**Excerpted text:**
___

Part I: It Came From Something Awful Book Review
Y'all, it's been far too long since I've taken to the keyboard. While I have pages of scribbled notes and ideas to flush out, I just finished reading It Came From Something Awful by Dale Beran and feel compelled to share some reactions and evolving thinking on the ideas explored in the book.
I'd venture to say Nate wasn't exaggerating when he pressed the urgency of grabbing a copy in a recent Takes & Typos newsletter “A Syllabus for the Manosphere”. This might be the most important book of the last ten years (up there with Timothy Snyder's On Tyranny). I wish folks were reading this book with the obsessiveness in which they’re consuming The Anxious Generation by Jonathan Haidt. It does a far better, fact-based job of explaining what's happening with social media, echo chambers and the identity crisis facing young people today. It doesn't pander to over-anxious parents or those who want to blame phones and social media for everything. However, it’s less palatable, facing an ugly, gross truth about the pursuit of belonging, validity and self-worth in online spaces.

___

**Supplied entries:**
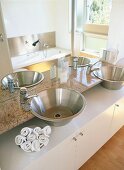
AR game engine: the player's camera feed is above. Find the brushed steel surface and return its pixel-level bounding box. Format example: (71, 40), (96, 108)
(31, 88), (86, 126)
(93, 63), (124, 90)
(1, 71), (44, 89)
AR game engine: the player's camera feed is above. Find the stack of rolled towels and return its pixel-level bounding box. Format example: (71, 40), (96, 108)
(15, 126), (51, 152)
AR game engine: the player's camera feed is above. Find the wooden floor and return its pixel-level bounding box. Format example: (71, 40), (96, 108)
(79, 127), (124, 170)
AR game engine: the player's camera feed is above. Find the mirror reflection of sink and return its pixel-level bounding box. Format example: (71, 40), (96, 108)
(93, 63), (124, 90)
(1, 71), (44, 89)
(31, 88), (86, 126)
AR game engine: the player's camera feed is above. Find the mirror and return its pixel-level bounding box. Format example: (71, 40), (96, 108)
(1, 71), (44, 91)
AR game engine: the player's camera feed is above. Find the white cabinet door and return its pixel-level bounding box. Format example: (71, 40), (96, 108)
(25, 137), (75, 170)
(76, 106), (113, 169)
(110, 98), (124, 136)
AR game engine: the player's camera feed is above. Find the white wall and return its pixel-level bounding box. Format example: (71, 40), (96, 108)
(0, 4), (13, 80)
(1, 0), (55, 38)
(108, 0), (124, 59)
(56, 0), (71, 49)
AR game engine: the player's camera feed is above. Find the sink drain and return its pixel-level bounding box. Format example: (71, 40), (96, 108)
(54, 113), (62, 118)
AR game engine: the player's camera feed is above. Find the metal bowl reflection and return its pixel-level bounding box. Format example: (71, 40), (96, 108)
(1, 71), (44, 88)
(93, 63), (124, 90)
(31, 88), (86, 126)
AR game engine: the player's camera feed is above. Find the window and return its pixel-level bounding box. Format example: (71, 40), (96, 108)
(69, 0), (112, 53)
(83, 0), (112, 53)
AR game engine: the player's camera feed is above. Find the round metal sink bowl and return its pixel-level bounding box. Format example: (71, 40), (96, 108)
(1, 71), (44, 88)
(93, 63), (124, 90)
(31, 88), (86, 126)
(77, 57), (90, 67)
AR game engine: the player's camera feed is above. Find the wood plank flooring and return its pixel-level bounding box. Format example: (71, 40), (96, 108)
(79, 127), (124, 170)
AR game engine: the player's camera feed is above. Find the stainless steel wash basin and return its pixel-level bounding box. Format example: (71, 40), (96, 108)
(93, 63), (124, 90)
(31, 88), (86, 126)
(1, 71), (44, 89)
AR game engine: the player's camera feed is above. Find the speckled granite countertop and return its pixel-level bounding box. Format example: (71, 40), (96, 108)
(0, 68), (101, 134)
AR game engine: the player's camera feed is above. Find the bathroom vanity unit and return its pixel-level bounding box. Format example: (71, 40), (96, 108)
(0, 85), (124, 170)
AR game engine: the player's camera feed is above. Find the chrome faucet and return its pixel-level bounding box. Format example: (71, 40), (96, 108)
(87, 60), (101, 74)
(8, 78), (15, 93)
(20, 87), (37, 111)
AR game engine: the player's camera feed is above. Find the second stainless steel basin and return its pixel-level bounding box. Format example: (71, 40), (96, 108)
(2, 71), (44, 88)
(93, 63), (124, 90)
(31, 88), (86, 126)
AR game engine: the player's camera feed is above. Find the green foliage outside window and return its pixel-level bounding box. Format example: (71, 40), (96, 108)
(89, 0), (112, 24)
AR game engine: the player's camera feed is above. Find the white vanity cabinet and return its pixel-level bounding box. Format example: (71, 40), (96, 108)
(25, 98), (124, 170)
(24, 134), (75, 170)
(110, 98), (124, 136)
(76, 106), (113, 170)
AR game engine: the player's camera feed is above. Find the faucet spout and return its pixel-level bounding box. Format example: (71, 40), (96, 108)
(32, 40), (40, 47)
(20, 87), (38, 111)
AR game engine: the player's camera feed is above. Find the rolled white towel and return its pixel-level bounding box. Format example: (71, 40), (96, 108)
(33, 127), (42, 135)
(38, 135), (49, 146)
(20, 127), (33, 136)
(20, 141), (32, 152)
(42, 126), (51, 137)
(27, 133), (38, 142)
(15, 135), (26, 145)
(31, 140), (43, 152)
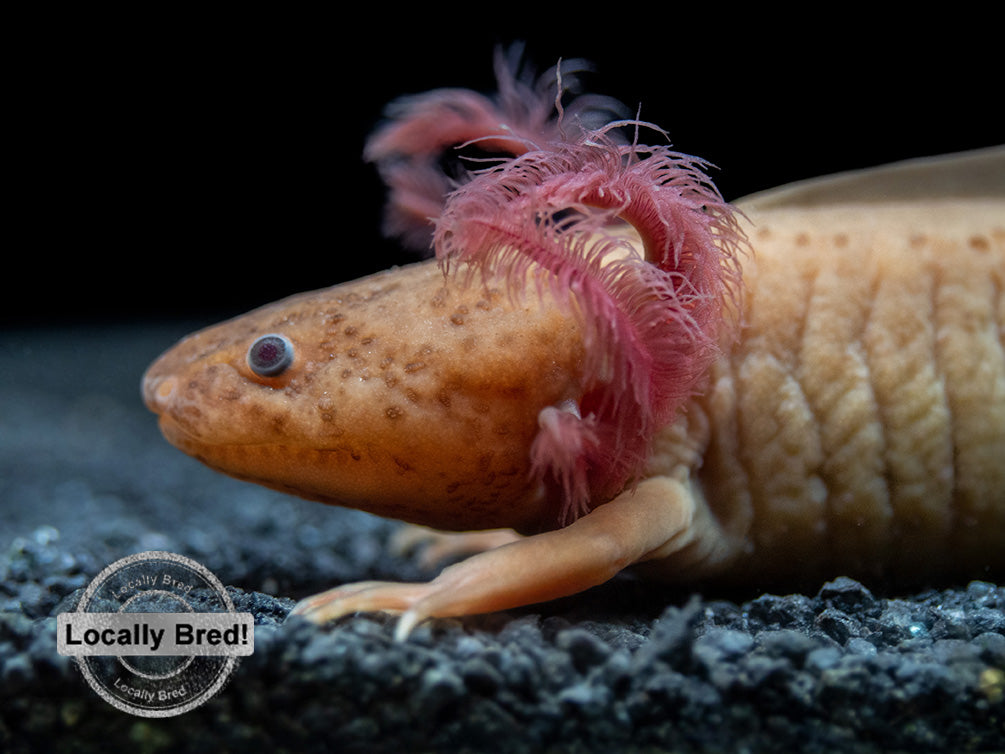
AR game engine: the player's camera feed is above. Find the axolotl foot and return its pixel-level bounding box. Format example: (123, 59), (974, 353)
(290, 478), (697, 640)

___

**Required actions:**
A: Answer each question using the book review above.
(i) Who wrote It Came From Something Awful?
(ii) Which book does the reviewer place alongside it as among the most important of the last ten years?
(iii) What is the title of the Takes & Typos newsletter in which Nate urged readers to get a copy?
B: Write the next passage of the book review, continuing directly after its last sentence.

**Answer list:**
A:
(i) Dale Beran
(ii) Timothy Snyder's On Tyranny
(iii) "A Syllabus for the Manosphere"

B:
Beran’s writing is precise and methodical, guiding readers through a dense web of historical and cultural currents. While the book tackles many urgent questions about toxic online spaces, I want to highlight a few threads that struck a personal chord—shaped by my time in online forums, the books I’ve read, my teaching, and ongoing conversations about toxic masculinity and the manosphere.
Thread 1: Yes, our current version of fascism meets white supremacy is real. The step by step walk down history lane in this book is 🇮🇹🧑🍳💋. At first glance you might think linking 4chan to 8kun to Charlottesville to the Trump administration is hyperbolic until you read this book. While depressing, you can't ignore the facts. There is a clear through line, a cause and effect sequence of events that bring us to where we are now. I think we all want to believe that key historical and cultural events are not connected to each other, but Beran forces us to face reality.
Thread 2: Consumerism, capitalism and misogyny are bedfellows.
Y'all have probably read Naomi Klein's No Logo (cited frequently in this book) and maybe some other arguments about manufactured masculinity and femininity and the evolutionary ideal that attraction, identity, and social validity come from economic power. The way Beran unpacks this complex dynamic, though, is really remarkable.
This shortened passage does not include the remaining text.